Stated goal: Please print every entry below word for word, leaving out the pictures.

Dataset records about object locations:
:::

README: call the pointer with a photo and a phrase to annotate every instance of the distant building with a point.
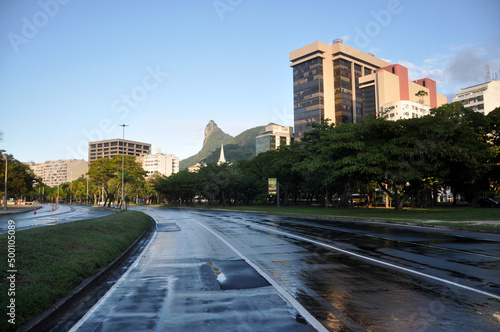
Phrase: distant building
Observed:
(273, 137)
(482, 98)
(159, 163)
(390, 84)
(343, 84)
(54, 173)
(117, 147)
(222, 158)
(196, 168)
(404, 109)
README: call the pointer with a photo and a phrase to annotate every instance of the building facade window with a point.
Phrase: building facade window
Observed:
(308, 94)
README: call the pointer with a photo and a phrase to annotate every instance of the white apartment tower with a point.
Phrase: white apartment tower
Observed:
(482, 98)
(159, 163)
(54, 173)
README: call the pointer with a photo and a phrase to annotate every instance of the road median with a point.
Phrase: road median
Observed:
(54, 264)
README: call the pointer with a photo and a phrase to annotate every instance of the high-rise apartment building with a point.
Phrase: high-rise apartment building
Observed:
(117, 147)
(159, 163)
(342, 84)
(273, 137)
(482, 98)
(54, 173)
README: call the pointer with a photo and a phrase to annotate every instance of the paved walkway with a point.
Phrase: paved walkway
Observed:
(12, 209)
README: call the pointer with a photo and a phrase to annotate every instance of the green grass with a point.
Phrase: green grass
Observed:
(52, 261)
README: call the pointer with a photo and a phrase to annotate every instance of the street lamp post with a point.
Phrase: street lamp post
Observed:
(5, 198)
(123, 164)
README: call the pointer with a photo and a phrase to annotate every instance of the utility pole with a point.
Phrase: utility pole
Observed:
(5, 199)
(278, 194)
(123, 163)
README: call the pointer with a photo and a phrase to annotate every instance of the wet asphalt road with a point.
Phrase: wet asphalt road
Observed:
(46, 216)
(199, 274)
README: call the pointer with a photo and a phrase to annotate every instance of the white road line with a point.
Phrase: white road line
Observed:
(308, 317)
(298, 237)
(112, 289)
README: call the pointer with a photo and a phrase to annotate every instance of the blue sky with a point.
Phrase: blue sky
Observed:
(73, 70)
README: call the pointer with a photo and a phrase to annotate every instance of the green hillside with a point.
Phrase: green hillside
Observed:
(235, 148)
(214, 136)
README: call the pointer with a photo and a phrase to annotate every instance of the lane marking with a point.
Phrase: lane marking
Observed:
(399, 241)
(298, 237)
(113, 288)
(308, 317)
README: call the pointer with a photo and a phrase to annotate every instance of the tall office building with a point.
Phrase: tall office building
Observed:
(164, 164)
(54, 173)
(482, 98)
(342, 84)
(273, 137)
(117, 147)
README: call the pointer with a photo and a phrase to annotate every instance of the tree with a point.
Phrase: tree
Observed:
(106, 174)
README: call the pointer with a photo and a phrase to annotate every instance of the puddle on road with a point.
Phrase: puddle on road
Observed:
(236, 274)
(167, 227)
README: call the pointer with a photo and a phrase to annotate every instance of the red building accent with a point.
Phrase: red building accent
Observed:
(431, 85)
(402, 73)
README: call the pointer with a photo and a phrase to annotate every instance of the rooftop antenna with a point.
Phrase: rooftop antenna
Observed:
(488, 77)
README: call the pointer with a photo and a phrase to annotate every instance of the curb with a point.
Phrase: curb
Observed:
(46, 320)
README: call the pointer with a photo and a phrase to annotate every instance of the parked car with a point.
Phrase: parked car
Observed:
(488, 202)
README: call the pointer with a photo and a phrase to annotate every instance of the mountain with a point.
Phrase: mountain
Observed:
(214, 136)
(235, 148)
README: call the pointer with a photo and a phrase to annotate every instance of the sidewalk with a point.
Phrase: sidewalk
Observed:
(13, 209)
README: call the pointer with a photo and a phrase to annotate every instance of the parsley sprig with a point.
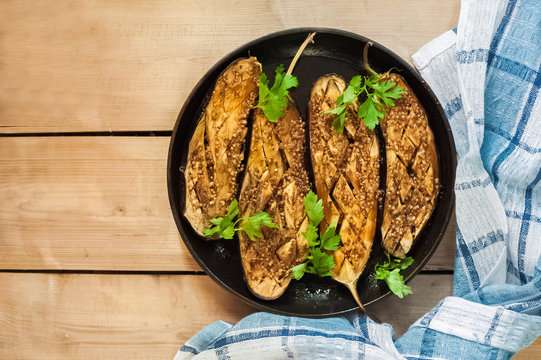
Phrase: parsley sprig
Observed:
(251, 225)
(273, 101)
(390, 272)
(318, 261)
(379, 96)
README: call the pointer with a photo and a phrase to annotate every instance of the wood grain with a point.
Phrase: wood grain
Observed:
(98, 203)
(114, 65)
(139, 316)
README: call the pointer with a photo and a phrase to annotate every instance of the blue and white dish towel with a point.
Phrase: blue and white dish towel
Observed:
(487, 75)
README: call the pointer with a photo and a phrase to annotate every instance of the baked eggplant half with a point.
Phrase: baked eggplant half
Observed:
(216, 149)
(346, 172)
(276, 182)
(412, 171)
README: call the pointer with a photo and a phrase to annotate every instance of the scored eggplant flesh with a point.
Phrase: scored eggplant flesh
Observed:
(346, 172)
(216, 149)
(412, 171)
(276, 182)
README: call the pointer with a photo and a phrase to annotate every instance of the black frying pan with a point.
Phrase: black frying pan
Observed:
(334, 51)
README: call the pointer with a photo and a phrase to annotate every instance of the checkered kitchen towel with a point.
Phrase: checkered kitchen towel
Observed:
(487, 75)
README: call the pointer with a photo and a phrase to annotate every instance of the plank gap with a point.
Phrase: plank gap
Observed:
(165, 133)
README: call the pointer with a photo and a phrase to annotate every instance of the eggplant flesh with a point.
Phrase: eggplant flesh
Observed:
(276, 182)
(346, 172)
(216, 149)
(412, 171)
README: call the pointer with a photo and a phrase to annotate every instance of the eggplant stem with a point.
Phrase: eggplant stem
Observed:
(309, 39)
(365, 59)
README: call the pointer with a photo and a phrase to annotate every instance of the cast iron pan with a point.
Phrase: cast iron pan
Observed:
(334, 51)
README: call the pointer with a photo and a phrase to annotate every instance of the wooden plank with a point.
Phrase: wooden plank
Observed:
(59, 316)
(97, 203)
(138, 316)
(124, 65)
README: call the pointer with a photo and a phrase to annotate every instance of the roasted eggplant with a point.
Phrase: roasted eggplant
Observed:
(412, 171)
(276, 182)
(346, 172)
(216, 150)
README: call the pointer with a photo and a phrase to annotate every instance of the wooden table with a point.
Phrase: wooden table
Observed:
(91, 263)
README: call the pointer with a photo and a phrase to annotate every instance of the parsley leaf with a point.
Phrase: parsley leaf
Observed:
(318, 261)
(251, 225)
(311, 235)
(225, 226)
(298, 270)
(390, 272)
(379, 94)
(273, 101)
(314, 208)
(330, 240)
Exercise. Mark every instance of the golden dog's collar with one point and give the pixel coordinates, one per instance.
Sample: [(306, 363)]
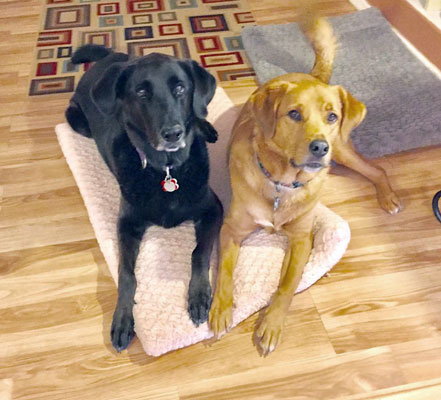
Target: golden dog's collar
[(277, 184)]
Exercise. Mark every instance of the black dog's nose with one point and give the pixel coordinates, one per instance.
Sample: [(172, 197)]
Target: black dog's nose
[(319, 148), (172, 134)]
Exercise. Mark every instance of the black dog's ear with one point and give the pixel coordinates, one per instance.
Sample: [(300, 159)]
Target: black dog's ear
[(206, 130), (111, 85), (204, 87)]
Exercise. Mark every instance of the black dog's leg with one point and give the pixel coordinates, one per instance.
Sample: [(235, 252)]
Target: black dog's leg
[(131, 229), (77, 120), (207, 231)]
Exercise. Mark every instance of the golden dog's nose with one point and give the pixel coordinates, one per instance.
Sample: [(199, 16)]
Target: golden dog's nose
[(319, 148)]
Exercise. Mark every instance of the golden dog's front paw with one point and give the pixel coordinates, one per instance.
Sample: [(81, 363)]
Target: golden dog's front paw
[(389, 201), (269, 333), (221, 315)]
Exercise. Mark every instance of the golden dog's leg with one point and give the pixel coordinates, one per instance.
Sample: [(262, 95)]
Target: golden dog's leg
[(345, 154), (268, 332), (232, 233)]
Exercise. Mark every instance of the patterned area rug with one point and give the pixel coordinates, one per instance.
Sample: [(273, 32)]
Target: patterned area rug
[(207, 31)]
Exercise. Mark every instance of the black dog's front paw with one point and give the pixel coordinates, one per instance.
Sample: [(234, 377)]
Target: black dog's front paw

:::

Response to this exercise:
README: call the pointer with a photo and a phrase to annotate every instance of the distant building with a point.
Phrase: distant building
Observed:
(273, 137)
(482, 98)
(159, 163)
(390, 84)
(343, 84)
(54, 173)
(117, 147)
(222, 158)
(196, 168)
(404, 109)
README: call the pointer with a photo and a phrase to annotate every instance of the building facade window with a point.
Phrase: building facade window
Observed:
(308, 94)
README: call the pointer with a photo and a phrase to annotate every instance of the white apartment tower with a point.
Phrase: white apartment tower
Observed:
(482, 98)
(159, 163)
(54, 173)
README: call the pointer with a photo and a phrase to annotate every instance of the road median with a point.
Phrase: road median
Observed:
(54, 264)
README: call the pointer with a photo and a phrase to annotate every instance of the high-rise apartment building with a point.
Phrase: high-rise apartment building
Observed:
(117, 147)
(159, 163)
(342, 84)
(273, 137)
(482, 98)
(54, 173)
README: call the pointer with a photo and a phrase to annotate every instance of the paved walkway with a point.
Phrase: paved walkway
Observed:
(12, 209)
README: call the pointer with a photo and a phrase to annotate every instance of the green grass with a point.
Phrase: green grass
Observed:
(52, 261)
README: call the pointer with a photo and a phrase to annotate every instance of the street lamp post with a point.
Phrase: street lamp post
Observed:
(5, 198)
(123, 164)
README: call the pointer with a photo and a phrase to annotate every instance of the utility pole with a point.
Phrase: utility pole
Observed:
(5, 199)
(278, 194)
(123, 163)
README: call the pointer with a photo and a phrase to annotate every instance of the wet asphalt road with a point.
Phrase: wet asphalt road
Observed:
(46, 216)
(199, 274)
README: call the pointer with a photo and a phrase to annotate every instance of the white road line with a point.
Phrase: white road line
Observed:
(308, 317)
(298, 237)
(112, 289)
README: call the pointer with a photo and a phrase to annotate every instance of the blue sky with a point.
Phrase: blue sky
Observed:
(73, 70)
README: call the pointer with a photo and a phrase to annotate every instance of the green hillside with a point.
Phrase: green hillside
Observed:
(235, 148)
(214, 136)
README: call the pointer with a photo and a phrase to annotate every instance of the lane marking with a point.
Phrase: lane marking
Observed:
(399, 241)
(298, 237)
(113, 288)
(308, 317)
README: call the pointer with a photo and a phrase to annotate every instance of the tall office building with a point.
Phrase: tall office building
Observed:
(164, 164)
(54, 173)
(482, 98)
(342, 84)
(273, 137)
(117, 147)
README: call the pointer with a photo and a phrase to annotate every instance of the tree with a point.
Phrase: tree
Observed:
(106, 174)
README: call the pointer with a photo and a phrase to annotate every instance of the puddle on road with a point.
Phrase: puddle on road
Observed:
(236, 274)
(167, 227)
README: call the pointer with a photo and a phrase to annotate every instance of the red building accent with a point.
Phrase: red building accent
Observed:
(431, 85)
(402, 73)
README: call the pointer with a photo and a phrase to annotate every instance of the rooftop antenna with a point.
Phrase: rooftop antenna
Observed:
(488, 77)
README: call the pointer with a photo and a phrase to annotate every instance of the curb with a point.
Phrase: curb
Observed:
(46, 320)
README: call the pointer with a photo and a phrase to annotate every instance of the parked car with a point.
Phrase: parked car
Observed:
(488, 202)
README: call the pointer with a photo and a phrase to annotate every instance of the mountain with a point.
Phrase: mountain
Observed:
(214, 136)
(235, 148)
README: call the pointer with a photo and a phrase to annotate every instance of the sidewalk with a point.
Phrase: sidewalk
Observed:
(13, 209)
README: call the pointer with a photo and a phrase to annotate every instance of the parsley sprig with a point.
Phrase: parsley sprig
Observed:
(251, 225)
(273, 101)
(390, 272)
(318, 261)
(379, 96)
README: call the pointer with a photo and a phrase to annotate every instance of the wood grain with a point.
Phrase: wood grain
Observed:
(98, 203)
(114, 65)
(139, 316)
README: call the pointer with a photo and a phrase to annotate every instance of the blue and white dish towel with a point.
Phrase: blue and white dish towel
Observed:
(487, 75)
README: call the pointer with a photo and a phrase to annotate every instance of the baked eggplant half with a point.
Phrase: baked eggplant half
Observed:
(216, 149)
(346, 172)
(276, 182)
(412, 171)
README: call the pointer with a photo and a phrase to annotate every instance of the scored eggplant flesh with a point.
Phrase: scored eggplant flesh
Observed:
(346, 172)
(216, 149)
(412, 171)
(276, 182)
README: call the pointer with a photo and a phrase to annotate every instance of the black frying pan with a point.
Phrase: black frying pan
Observed:
(334, 51)
README: call the pointer with a photo and a phrase to annotate every instance of the checkered kitchen towel with a point.
Phrase: checkered kitchen towel
Observed:
(487, 75)
README: call the pointer with a photo and a phrase to annotate every instance of the plank gap with a point.
Phrase: plank gap
Observed:
(165, 133)
README: call the pointer with a photo and a phrase to annotate every instance of the eggplant flesh with a point.
Phrase: eggplant flesh
Observed:
(276, 182)
(346, 172)
(216, 149)
(412, 171)
README: call the pointer with a photo and a phrase to annotate every instance of the eggplant stem with a point.
Phrase: eggplant stem
Observed:
(309, 39)
(365, 59)
README: call the pointer with a photo and a phrase to annotate every instance of the cast iron pan with a point.
Phrase: cast iron pan
Observed:
(334, 51)
README: call the pointer with a photo and a phrase to annotate every instance of the wooden plank with a point.
Phrase: wooden plank
Observed:
(59, 316)
(97, 203)
(138, 316)
(124, 65)
README: call the pointer with a photo and a phrase to annotate every instance of the roasted eggplant with a point.
Phrase: roasted eggplant
Observed:
(412, 171)
(276, 182)
(346, 172)
(216, 150)
README: call the pointer with a photo and a phrase to annotate every instance of the wooden table with a point.
Phrase: wooden table
Observed:
(91, 263)
README: call the pointer with a photo and a phrase to annotate every instance of the parsley leaf with a point.
Phrase: parsley leaf
Observed:
(318, 261)
(251, 225)
(311, 235)
(225, 226)
(298, 270)
(390, 272)
(379, 94)
(273, 101)
(314, 208)
(330, 240)
Exercise. Mark every instance of the golden dog's collar with one point and give the pixel coordinates, one per instance.
Sample: [(306, 363)]
Target: golden dog's collar
[(277, 184)]
Exercise. Mark every instance of the black dog's nose with one point and give the pixel coordinates, one per instance.
Sample: [(172, 197)]
Target: black dog's nose
[(319, 148), (172, 134)]
Exercise. Mark every instance of the black dog's ear with one point and give the pixel coordinates, one per instance.
Sample: [(300, 159)]
Target: black dog's ear
[(206, 130), (111, 85), (204, 87)]
Exercise. Mark every instance of the black dog's leg with one point and give the pixel coordinates, one per instance.
Sample: [(235, 252)]
Target: black dog's leg
[(131, 229), (77, 120), (207, 231)]
Exercise. Mark every instance of the golden dog's nose with one point and give the pixel coordinates, one per instance.
Sample: [(199, 16)]
Target: golden dog's nose
[(319, 148)]
Exercise. Mark every instance of the golden dog's front paw with one point and give the pixel coordinates, one per instance.
Sample: [(81, 363)]
Target: golden dog's front paw
[(389, 201), (269, 333), (221, 315)]
Exercise. Mark every instance of the golden dog's leg with one point and give the pixel coordinates, one per instance.
Sample: [(262, 95)]
Target: golden dog's leg
[(345, 154), (268, 332), (232, 233)]
Exercise. Mark every instance of the patterned area rug with one point and give the pixel coordinates, one per instance.
Sample: [(273, 32)]
Target: patterned area rug
[(207, 31)]
Exercise. Mark every instance of the black dog's front paw with one point and give the pixel coordinates, one per instance.
Sample: [(234, 377)]
Target: black dog's front paw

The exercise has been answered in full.